Commanders and leaders
- Alfonso I the Battler William IX of Aquitaine: Unknown

Strength
- Unknown: Unknown

Casualties and losses
- Unknown: Unknown

= Siege of Calatayud =

1118 siege of Calatayud by Alfonso I of Aragon

The Siege of Calatayud occurred in 1120 when Alfonso the Battler in conjunction with William IX of Aquitaine successfully besieged and captured the Amoravid city of Calatayud in the former Taifa of Zaragoza.

==Background==
In 1118, Alfonso accompanied by Gaston IV of Béarn and Centule II of Bigorre, began a campaign with the objective of conquering the city of Zaragoza. The city fell on 18 December, after an 8 month siege. In 1119, shortly after this victory, Alfonso conquered Tudela and Tarazona. Following those conquests, Alfonso then encouraged Christian settlers to move into the territory near the city of Soria to secure the Ebro Valley and the surrounding highlands against the Almoravids. At the beginning of 1120, Alfonso began to prepare for the conquest of Calatayud, the second largest city of the former Taifa of Zaragoza.

==Siege==
Alfonso arrived at Calatayud with the Duke of Aquitaine in May 1120. With the possibility of a battle looming, some Aragonese knights began to make their testaments, including Lope Garcés, who donated his assets to the Holy Sepulchre and the Knights Hospitaller.

At the beginning of June, after Alfonso received the news that an Almoravid army was heading to relieve the siege, he decided to confront the Muslim force in the field. He left a small detachment at Calatayud to continue the siege of the city and departed with the preponderance of his army. On 17 June 1120, Alfonso and the Duke of Aquitaine defeated the Almoravid relief force at the Battle of Cutanda. With no further hope of reinforcements, Calatayud surrendered along with Daroca, another Almoravid Zaragozan city under siege by the Christians.

==Aftermath==
Calatayud surrendered without resistance from the local Muslims. After the capture of the city, Alfonso appointed Jimeno Sanz as lord of the city. Two years later he was replaced by Íñigo Jiménez. Alfonso also granted the city a charter, which he ratified and extended in December 1131.

In 1122, Alfonso captured Borja.. Two years later he captured Medinaceli. During the next two years, Alfonso launched a campaign against Granada and Valencia where he successfully encouraged many Mozarabs to repopulate cities conquered by him previously, including Calatayud despite not obtaining territorial changes,

==Legacy==
Each year on the weekend closest to 24 June, the inhabitants of Calatayud celebrate a festival called Las Alfonsadas, which commemorates the capture of the city by the Aragonese forces.

-- Exercise aim --
Output everything in the text on the Siege of Calatayud from "In 1122, Alfonso" down to "the Aragonese forces.", word for word.

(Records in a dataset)
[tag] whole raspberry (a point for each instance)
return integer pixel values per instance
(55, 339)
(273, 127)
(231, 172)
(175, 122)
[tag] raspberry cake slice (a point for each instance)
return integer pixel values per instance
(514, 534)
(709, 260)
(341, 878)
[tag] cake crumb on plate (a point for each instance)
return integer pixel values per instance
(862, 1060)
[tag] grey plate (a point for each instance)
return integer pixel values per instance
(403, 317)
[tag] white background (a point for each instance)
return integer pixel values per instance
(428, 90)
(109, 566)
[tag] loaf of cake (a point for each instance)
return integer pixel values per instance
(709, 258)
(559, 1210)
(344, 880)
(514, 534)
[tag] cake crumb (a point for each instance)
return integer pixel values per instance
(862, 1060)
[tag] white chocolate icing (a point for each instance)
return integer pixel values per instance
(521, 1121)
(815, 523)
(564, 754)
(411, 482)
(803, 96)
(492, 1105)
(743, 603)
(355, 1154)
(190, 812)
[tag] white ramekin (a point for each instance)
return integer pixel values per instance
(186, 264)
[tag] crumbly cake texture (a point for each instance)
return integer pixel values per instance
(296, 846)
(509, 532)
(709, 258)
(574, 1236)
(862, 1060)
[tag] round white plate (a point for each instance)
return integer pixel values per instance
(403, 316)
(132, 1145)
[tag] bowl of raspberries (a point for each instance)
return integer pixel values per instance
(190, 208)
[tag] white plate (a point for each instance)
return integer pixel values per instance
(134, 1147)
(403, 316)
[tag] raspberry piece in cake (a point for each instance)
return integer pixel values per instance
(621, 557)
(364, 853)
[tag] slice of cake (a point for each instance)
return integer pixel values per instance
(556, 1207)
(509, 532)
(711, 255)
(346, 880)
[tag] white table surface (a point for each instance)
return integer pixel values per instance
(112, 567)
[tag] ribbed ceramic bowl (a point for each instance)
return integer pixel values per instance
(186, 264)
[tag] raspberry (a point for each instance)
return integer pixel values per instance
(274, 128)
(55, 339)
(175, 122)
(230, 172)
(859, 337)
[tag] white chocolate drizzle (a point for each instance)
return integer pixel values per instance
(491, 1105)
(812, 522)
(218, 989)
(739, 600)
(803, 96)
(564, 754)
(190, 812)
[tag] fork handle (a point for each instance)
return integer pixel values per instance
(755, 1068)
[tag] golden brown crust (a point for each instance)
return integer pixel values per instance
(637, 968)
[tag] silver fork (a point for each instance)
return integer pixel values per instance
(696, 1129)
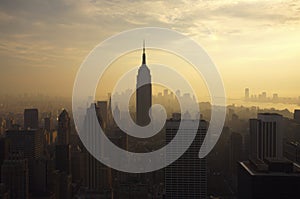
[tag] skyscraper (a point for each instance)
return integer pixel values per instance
(143, 93)
(246, 93)
(31, 118)
(14, 174)
(273, 178)
(64, 128)
(266, 136)
(62, 149)
(187, 176)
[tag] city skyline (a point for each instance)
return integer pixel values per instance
(36, 45)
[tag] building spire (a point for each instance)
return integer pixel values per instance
(144, 54)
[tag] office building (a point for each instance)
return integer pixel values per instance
(266, 136)
(187, 176)
(31, 119)
(143, 93)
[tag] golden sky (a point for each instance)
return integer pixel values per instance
(254, 44)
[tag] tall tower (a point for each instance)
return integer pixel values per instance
(63, 131)
(31, 118)
(187, 176)
(266, 136)
(143, 93)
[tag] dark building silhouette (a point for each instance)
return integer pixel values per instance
(47, 124)
(30, 144)
(297, 115)
(31, 119)
(266, 136)
(63, 156)
(14, 174)
(187, 176)
(62, 148)
(143, 93)
(274, 178)
(4, 150)
(97, 175)
(64, 128)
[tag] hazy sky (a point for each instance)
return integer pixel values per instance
(255, 44)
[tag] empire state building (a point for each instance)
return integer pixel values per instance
(143, 93)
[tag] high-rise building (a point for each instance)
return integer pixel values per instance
(102, 109)
(187, 176)
(62, 148)
(14, 174)
(64, 128)
(4, 151)
(97, 175)
(31, 119)
(30, 144)
(143, 93)
(247, 93)
(266, 138)
(235, 154)
(47, 124)
(273, 178)
(297, 115)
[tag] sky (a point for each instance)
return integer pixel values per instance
(254, 44)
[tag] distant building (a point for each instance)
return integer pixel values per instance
(14, 174)
(4, 193)
(266, 136)
(64, 128)
(247, 93)
(297, 115)
(97, 175)
(274, 178)
(30, 144)
(31, 118)
(102, 109)
(292, 151)
(62, 148)
(143, 93)
(47, 124)
(235, 155)
(187, 176)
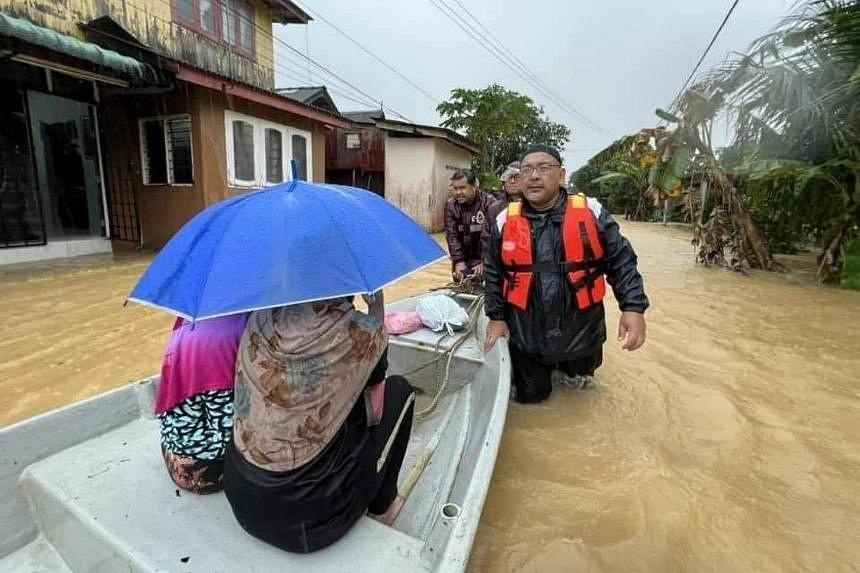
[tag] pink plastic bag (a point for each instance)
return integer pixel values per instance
(403, 322)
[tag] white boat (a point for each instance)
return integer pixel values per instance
(84, 487)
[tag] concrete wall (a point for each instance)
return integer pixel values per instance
(409, 177)
(151, 22)
(162, 210)
(417, 174)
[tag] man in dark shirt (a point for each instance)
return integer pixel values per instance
(465, 216)
(547, 301)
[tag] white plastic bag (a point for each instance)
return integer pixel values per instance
(439, 312)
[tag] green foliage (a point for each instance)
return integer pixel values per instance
(851, 267)
(502, 122)
(795, 101)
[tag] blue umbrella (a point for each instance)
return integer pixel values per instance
(293, 243)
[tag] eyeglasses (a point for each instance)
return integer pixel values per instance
(543, 169)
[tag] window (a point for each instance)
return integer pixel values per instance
(166, 152)
(259, 151)
(274, 156)
(300, 155)
(353, 141)
(228, 21)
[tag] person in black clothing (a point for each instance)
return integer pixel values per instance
(465, 217)
(549, 302)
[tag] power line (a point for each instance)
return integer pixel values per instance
(499, 55)
(705, 53)
(557, 98)
(371, 54)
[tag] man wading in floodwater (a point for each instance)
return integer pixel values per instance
(545, 268)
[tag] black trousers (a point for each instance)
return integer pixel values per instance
(313, 506)
(533, 378)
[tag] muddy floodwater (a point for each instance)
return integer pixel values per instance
(730, 442)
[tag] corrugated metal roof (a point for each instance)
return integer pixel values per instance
(364, 116)
(26, 31)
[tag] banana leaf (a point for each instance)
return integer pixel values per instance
(675, 169)
(851, 266)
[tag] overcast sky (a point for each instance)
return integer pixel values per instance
(614, 61)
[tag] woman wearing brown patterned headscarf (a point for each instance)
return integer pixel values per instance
(312, 452)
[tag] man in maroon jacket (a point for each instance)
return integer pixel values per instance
(465, 216)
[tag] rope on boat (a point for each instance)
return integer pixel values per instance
(473, 310)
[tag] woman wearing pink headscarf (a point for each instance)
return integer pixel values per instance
(313, 449)
(194, 403)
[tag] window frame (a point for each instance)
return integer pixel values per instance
(218, 35)
(163, 119)
(347, 137)
(260, 126)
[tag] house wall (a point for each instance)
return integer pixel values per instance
(409, 177)
(151, 22)
(417, 177)
(163, 210)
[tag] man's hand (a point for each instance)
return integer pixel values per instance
(631, 330)
(459, 270)
(495, 330)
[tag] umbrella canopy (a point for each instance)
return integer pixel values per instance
(293, 243)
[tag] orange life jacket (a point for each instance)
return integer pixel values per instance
(583, 253)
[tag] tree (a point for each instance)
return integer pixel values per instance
(502, 123)
(795, 98)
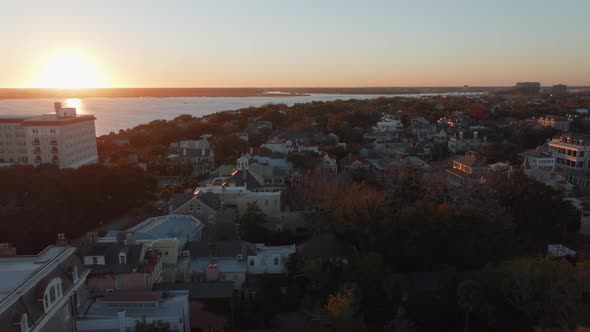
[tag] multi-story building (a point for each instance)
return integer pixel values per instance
(559, 90)
(63, 138)
(121, 266)
(13, 142)
(570, 151)
(528, 88)
(43, 292)
(121, 311)
(197, 154)
(558, 123)
(462, 142)
(538, 159)
(466, 168)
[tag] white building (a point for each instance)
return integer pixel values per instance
(570, 151)
(63, 138)
(121, 311)
(389, 124)
(43, 292)
(269, 259)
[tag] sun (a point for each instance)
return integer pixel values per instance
(69, 70)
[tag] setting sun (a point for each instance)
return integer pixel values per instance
(69, 70)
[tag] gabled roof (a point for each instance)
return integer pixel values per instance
(210, 199)
(353, 161)
(111, 252)
(326, 246)
(470, 161)
(179, 200)
(202, 290)
(219, 249)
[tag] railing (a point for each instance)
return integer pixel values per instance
(559, 250)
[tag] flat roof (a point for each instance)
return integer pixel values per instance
(170, 306)
(15, 271)
(53, 119)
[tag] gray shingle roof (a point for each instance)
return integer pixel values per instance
(202, 290)
(179, 200)
(226, 248)
(111, 251)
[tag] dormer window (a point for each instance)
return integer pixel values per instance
(24, 323)
(53, 292)
(75, 274)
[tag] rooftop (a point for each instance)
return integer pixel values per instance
(170, 226)
(168, 306)
(224, 265)
(202, 290)
(470, 161)
(16, 271)
(226, 248)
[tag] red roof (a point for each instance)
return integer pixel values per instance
(59, 122)
(201, 318)
(133, 297)
(352, 159)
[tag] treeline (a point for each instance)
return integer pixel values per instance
(470, 260)
(36, 203)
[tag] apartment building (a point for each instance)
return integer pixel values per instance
(570, 151)
(43, 292)
(558, 123)
(63, 138)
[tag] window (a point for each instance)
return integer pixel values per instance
(67, 314)
(53, 293)
(24, 323)
(77, 299)
(75, 274)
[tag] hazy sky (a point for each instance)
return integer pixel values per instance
(250, 43)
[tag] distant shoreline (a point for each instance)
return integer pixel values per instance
(216, 92)
(240, 92)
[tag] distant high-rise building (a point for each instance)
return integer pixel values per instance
(63, 138)
(528, 89)
(559, 90)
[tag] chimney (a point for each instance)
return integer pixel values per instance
(61, 240)
(212, 272)
(7, 250)
(122, 321)
(130, 238)
(91, 238)
(212, 250)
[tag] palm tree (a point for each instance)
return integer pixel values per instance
(468, 298)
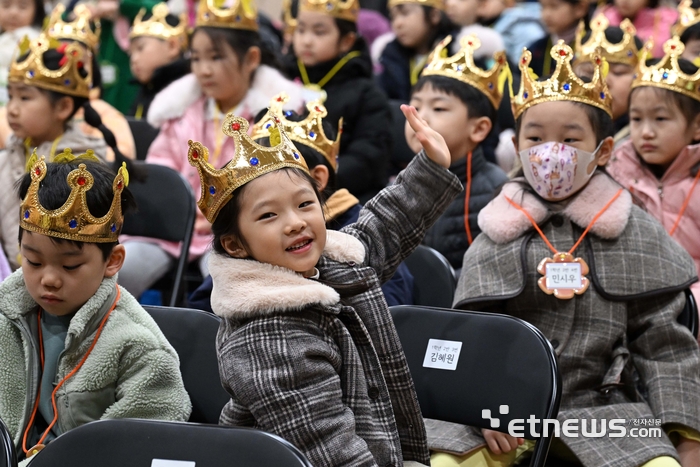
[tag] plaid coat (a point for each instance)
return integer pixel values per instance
(319, 363)
(626, 319)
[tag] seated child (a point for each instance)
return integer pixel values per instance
(620, 47)
(48, 82)
(75, 346)
(660, 162)
(418, 27)
(231, 70)
(157, 44)
(460, 104)
(307, 347)
(617, 317)
(328, 55)
(688, 28)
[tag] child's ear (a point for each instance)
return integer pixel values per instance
(115, 260)
(480, 128)
(605, 151)
(233, 247)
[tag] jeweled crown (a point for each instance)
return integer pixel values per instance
(28, 66)
(249, 162)
(461, 67)
(439, 4)
(241, 14)
(73, 220)
(340, 9)
(625, 51)
(667, 73)
(308, 132)
(563, 85)
(80, 29)
(157, 26)
(687, 17)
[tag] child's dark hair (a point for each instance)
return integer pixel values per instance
(240, 41)
(478, 105)
(227, 221)
(54, 191)
(689, 107)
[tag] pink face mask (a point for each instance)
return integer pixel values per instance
(557, 170)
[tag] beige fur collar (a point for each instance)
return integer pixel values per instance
(504, 223)
(245, 288)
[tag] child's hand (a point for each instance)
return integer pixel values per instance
(500, 443)
(433, 143)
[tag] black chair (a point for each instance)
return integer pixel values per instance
(166, 210)
(193, 335)
(435, 280)
(9, 456)
(144, 134)
(689, 315)
(140, 443)
(503, 361)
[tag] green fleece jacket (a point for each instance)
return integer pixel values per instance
(132, 372)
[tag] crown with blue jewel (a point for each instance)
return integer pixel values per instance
(249, 162)
(73, 220)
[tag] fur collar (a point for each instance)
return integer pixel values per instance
(503, 223)
(178, 96)
(246, 288)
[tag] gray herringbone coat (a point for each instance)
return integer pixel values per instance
(626, 320)
(319, 363)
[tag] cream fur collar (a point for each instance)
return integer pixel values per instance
(245, 288)
(503, 223)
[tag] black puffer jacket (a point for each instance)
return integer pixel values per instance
(365, 146)
(448, 235)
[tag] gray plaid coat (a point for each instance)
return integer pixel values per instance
(319, 363)
(625, 321)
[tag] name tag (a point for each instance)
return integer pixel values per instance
(442, 355)
(563, 275)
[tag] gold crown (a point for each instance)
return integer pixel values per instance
(157, 26)
(66, 79)
(687, 17)
(439, 4)
(308, 132)
(340, 9)
(625, 51)
(461, 67)
(73, 220)
(249, 162)
(667, 74)
(243, 14)
(564, 84)
(80, 29)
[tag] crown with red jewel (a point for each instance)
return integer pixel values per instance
(28, 66)
(563, 85)
(249, 162)
(73, 220)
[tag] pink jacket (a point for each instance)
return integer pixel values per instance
(651, 23)
(664, 198)
(180, 110)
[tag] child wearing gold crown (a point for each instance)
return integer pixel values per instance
(660, 163)
(327, 54)
(75, 346)
(612, 317)
(459, 100)
(231, 71)
(307, 348)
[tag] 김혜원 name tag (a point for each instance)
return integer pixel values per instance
(442, 355)
(563, 275)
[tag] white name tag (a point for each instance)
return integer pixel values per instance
(563, 275)
(171, 463)
(442, 355)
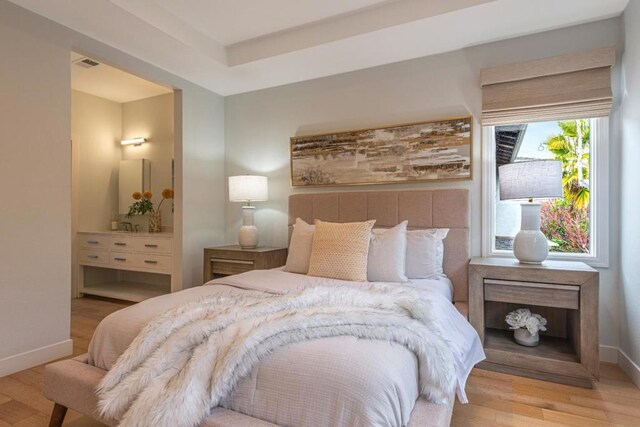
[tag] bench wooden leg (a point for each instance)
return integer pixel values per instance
(57, 415)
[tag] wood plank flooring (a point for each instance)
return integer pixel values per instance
(495, 399)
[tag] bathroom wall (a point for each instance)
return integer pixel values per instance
(152, 118)
(96, 130)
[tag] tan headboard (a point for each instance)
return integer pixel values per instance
(422, 208)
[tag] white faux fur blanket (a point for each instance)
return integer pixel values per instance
(186, 360)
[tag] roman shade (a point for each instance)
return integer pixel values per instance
(572, 86)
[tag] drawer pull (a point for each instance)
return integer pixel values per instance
(232, 261)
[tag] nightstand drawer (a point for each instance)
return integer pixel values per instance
(230, 266)
(528, 293)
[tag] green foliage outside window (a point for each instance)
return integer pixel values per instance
(566, 221)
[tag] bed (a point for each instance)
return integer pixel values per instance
(72, 383)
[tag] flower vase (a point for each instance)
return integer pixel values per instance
(155, 222)
(524, 337)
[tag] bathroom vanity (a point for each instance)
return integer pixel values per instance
(128, 266)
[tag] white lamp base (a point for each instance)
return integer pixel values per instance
(530, 245)
(248, 235)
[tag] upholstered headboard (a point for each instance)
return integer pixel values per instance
(422, 208)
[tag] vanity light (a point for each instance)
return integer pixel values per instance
(134, 141)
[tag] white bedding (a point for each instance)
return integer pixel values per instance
(442, 285)
(330, 381)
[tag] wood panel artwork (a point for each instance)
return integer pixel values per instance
(428, 151)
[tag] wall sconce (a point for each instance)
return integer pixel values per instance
(133, 141)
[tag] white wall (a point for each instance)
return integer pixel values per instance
(630, 202)
(152, 118)
(35, 168)
(259, 124)
(96, 130)
(35, 220)
(199, 180)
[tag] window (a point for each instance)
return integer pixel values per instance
(575, 225)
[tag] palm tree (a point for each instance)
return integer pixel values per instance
(572, 148)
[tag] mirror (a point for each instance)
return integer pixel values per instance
(133, 175)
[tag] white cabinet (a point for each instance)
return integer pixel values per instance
(126, 266)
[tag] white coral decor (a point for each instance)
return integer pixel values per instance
(523, 318)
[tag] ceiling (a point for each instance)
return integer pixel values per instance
(234, 46)
(110, 83)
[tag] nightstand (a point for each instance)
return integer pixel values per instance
(565, 293)
(227, 260)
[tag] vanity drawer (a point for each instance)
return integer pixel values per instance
(530, 293)
(99, 241)
(152, 245)
(121, 259)
(154, 262)
(93, 257)
(121, 243)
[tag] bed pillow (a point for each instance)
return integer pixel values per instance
(387, 254)
(300, 247)
(340, 251)
(425, 253)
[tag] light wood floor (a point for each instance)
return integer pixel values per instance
(496, 399)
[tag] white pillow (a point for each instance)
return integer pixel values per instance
(387, 254)
(300, 248)
(425, 253)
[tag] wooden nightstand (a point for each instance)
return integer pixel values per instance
(565, 293)
(227, 260)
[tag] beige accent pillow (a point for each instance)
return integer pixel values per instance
(340, 251)
(300, 247)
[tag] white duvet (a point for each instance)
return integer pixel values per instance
(329, 381)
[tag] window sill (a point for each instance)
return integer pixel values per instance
(590, 260)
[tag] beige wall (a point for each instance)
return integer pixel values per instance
(152, 118)
(35, 220)
(199, 180)
(96, 130)
(35, 169)
(630, 203)
(259, 124)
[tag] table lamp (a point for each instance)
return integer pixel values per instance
(539, 179)
(248, 188)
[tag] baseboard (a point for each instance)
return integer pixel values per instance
(629, 367)
(608, 354)
(29, 359)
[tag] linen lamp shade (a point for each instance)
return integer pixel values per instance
(248, 188)
(539, 179)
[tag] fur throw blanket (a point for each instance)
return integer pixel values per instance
(185, 361)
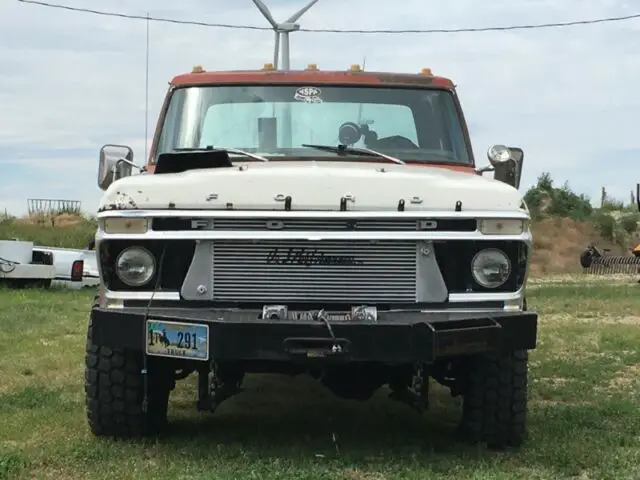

-- Solution to this task --
In 1122, Alfonso captured Borja.. Two years later he captured Medinaceli. During the next two years, Alfonso launched a campaign against Granada and Valencia where he successfully encouraged many Mozarabs to repopulate cities conquered by him previously, including Calatayud despite not obtaining territorial changes,

==Legacy==
Each year on the weekend closest to 24 June, the inhabitants of Calatayud celebrate a festival called Las Alfonsadas, which commemorates the capture of the city by the Aragonese forces.